Using the records below, give again exactly the lines from the line that contains "pin: the steam" through the line that contains "pin: the grey", both ends included, and only those.

------------------------------------------------------------------------

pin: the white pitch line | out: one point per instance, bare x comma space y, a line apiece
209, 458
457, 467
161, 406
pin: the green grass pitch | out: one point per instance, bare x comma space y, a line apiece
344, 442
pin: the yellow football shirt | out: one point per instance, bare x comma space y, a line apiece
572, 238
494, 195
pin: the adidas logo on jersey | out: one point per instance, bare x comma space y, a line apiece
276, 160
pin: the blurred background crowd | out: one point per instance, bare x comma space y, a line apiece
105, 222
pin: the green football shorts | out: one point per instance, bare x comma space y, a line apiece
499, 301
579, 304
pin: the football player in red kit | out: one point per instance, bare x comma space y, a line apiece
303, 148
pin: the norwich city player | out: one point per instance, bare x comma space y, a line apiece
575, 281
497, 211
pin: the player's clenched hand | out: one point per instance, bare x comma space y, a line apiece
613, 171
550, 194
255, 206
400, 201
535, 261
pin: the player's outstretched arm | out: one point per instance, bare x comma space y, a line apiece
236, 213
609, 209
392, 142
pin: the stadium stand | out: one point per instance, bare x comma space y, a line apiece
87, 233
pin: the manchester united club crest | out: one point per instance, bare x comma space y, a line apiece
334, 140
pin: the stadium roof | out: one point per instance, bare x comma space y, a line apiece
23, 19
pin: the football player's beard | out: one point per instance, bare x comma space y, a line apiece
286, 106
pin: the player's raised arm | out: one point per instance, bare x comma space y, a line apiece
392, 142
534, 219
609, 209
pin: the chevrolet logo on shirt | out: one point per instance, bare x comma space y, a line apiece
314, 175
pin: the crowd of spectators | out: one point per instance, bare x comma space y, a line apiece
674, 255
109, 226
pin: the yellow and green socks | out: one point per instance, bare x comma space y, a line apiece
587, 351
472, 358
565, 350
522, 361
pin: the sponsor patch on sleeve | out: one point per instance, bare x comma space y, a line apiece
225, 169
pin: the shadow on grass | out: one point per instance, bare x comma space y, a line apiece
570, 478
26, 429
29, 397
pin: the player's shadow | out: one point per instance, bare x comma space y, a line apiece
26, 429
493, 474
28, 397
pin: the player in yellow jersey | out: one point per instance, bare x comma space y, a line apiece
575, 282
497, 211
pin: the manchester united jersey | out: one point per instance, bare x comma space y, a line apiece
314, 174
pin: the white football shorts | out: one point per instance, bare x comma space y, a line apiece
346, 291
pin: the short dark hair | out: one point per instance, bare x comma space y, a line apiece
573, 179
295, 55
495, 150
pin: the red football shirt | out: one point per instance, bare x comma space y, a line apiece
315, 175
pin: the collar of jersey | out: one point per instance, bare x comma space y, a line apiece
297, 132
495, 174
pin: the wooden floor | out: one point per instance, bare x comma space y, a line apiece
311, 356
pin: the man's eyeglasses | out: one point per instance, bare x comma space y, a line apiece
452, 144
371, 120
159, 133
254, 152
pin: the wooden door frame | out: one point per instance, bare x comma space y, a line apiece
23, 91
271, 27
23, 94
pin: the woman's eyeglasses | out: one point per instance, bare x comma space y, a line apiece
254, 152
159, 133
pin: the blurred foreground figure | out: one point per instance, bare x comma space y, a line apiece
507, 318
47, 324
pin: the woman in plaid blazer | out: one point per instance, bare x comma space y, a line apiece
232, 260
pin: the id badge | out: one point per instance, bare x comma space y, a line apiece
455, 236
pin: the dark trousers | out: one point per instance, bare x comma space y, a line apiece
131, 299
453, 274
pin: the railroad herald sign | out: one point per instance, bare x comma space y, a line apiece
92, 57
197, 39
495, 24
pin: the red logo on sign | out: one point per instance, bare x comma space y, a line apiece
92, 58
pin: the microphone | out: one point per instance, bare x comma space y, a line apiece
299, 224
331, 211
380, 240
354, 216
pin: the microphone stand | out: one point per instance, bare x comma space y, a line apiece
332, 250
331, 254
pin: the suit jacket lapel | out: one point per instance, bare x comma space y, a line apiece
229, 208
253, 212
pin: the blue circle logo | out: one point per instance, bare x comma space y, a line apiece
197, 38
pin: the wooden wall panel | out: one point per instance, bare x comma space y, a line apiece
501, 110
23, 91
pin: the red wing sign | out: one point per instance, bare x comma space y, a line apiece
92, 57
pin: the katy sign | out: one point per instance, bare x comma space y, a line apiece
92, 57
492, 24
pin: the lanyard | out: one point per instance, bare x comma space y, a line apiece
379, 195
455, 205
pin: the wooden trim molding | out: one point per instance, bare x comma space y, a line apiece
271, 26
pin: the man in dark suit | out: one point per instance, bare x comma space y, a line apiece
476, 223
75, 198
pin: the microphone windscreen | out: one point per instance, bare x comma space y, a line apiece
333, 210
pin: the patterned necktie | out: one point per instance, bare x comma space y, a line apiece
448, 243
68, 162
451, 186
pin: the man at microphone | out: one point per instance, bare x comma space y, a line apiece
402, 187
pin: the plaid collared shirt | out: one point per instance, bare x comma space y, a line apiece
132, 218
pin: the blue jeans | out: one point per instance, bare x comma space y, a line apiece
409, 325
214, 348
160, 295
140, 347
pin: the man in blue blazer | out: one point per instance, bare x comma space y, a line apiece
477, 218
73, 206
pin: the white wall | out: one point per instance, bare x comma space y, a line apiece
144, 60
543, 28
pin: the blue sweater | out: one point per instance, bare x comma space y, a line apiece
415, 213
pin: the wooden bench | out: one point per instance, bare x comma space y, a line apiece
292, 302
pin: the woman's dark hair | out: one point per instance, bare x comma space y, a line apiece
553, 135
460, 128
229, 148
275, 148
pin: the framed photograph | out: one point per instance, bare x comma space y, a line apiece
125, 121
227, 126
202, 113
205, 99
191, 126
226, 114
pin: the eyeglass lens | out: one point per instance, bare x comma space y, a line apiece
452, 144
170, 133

------------------------------------------------------------------------

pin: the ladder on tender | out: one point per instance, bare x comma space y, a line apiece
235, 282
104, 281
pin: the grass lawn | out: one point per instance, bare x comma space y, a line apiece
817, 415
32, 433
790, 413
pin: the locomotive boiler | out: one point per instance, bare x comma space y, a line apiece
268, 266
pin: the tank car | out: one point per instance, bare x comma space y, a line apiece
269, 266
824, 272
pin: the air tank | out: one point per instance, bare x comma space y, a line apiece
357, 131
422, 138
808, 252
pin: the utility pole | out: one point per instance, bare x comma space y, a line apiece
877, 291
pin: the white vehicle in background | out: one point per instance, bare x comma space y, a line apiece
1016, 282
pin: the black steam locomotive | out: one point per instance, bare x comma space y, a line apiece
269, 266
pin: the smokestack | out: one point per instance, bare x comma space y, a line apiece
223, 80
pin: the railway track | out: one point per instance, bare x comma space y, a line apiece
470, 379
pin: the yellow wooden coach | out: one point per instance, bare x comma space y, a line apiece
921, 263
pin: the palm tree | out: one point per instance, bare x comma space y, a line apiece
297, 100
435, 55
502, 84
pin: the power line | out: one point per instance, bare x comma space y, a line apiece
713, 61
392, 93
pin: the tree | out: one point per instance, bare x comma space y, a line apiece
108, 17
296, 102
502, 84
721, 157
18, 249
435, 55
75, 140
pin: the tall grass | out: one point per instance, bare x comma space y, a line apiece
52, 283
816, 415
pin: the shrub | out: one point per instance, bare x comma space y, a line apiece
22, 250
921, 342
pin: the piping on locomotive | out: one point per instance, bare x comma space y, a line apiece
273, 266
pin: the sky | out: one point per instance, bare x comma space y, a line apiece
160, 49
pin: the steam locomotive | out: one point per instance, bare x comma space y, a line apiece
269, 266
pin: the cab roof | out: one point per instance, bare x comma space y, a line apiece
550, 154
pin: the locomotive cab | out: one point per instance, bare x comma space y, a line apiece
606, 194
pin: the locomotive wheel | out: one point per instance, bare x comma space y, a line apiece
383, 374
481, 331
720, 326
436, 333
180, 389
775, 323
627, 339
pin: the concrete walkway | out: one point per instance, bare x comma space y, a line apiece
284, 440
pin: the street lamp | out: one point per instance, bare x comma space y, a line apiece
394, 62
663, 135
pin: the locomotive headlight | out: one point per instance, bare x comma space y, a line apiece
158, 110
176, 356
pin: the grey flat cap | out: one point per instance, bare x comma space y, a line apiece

------------------------------------------------------------------------

**Problem solution**
pin: the steam locomotive | out: one point per instance, bare x comma space y, a line apiece
269, 266
pin: the cab roof | out: one point per instance, bare x comma space y, a line apiece
550, 154
pin: the locomotive cab | out: one point per instance, bare x comma space y, a line apiece
606, 194
pin: the locomotive wheel | out: one point per instance, bare x comma space y, a line apiece
383, 374
481, 331
720, 326
436, 333
180, 389
775, 323
627, 339
pin: the concrete walkway | out: one point per instance, bare x comma space y, a line apiece
284, 440
pin: the street lamp | out: one point per instance, bare x comma space y, a line apiece
394, 62
663, 135
pin: the locomotive headlight | out: one point per instance, bare x comma space y, a line apiece
158, 110
176, 356
pin: the grey flat cap | out: one point per instance, bare x comma space y, a line apiece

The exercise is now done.